◆ What to work on: Render all the material below as a Markdown table with two columns, Row and Line. Number each line in the Row column and leave out any blank lines.

◆ Given data:
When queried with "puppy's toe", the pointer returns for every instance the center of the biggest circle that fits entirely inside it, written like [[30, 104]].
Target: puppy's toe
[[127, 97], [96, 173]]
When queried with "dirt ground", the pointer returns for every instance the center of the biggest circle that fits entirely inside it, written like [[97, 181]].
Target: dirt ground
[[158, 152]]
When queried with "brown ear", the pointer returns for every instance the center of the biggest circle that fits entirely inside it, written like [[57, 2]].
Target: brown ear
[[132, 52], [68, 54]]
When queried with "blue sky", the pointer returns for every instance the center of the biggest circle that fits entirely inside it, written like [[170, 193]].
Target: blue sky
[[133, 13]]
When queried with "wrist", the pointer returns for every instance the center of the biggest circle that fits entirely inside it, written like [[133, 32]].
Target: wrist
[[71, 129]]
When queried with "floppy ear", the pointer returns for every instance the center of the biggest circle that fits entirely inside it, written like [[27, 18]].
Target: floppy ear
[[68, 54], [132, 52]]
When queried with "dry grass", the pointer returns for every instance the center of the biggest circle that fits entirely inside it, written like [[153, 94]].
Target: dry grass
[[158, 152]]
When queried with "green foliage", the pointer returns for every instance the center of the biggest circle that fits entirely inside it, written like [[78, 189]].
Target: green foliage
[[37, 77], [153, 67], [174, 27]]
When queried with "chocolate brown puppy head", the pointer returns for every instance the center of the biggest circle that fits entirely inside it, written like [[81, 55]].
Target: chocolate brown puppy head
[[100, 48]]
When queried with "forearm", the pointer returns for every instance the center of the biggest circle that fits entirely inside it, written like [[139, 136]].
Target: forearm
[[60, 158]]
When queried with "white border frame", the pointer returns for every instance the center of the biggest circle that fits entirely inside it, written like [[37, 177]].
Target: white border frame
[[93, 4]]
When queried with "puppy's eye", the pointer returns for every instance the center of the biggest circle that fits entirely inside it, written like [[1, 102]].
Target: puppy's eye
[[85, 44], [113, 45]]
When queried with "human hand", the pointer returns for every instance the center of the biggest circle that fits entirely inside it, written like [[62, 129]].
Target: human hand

◆ Answer to this exercise:
| Row | Line |
|---|---|
| 1 | When queried with "puppy's toe", the pointer returns for every instance the center of the biggest circle that fits entirely inside it, written like [[30, 104]]. |
| 2 | Target: puppy's toe |
| 3 | [[127, 97], [96, 173]] |
| 4 | When queried with "dirt ground", the pointer returns for every instance the center of the biggest circle that fits entirely inside it, written like [[97, 181]]. |
| 5 | Target: dirt ground |
| 6 | [[158, 152]] |
| 7 | When queried with "brown ear", the pointer returns for every instance the center of the biggest circle that fits entirely inside it, written like [[57, 2]]. |
| 8 | Target: brown ear |
| 9 | [[132, 52], [68, 54]] |
| 10 | When queried with "blue sky", the pointer returns for every instance the center of the biggest circle that fits entirely inside it, written like [[170, 193]]. |
| 11 | Target: blue sky |
| 12 | [[133, 13]] |
| 13 | When queried with "wrist", the pointer returns for every instance the center of the biggest circle that fits entirely inside it, written like [[133, 32]]. |
| 14 | Target: wrist |
| 15 | [[71, 129]] |
| 16 | When queried with "floppy ear", the pointer returns for every instance the center of the biggest circle that fits entirely inside it, written like [[27, 18]]. |
| 17 | Target: floppy ear |
| 18 | [[68, 54], [132, 52]] |
| 19 | When queried with "dry grass", the pointer returns for every instance the center of the biggest circle that fits entirely inside it, written like [[153, 94]]. |
| 20 | Target: dry grass |
| 21 | [[158, 152]] |
| 22 | When queried with "green foliage", the pointer returns for every instance the center of the biggest circle that fits entirely inside it, written like [[78, 189]]. |
| 23 | Target: green foliage |
| 24 | [[37, 77], [153, 67], [174, 27]] |
| 25 | When queried with "chocolate brown puppy head", the pointer returns for every instance the center of the biggest circle that fits entirely inside it, written like [[81, 55]]. |
| 26 | Target: chocolate brown puppy head |
| 27 | [[100, 48]] |
| 28 | When queried with "forearm", the pointer returns for every instance the center of the biggest circle that fits entirely inside it, written like [[139, 136]]. |
| 29 | Target: forearm |
| 30 | [[60, 158]] |
| 31 | When queried with "white border frame", the pointer returns for every instance the center of the biggest circle that fits entirely inside it, written like [[37, 177]]. |
| 32 | Target: white border frame |
| 33 | [[93, 4]] |
| 34 | When queried with "puppy's eye", the pointer returns for every instance the center of the biggest circle that fits entirely inside it, written like [[1, 102]]. |
| 35 | Target: puppy's eye |
| 36 | [[85, 44], [113, 45]] |
| 37 | When queried with "human hand", the pointer returns for every instance the center of the biggest circle that fits entirely inside it, written like [[62, 129]]. |
| 38 | Target: human hand |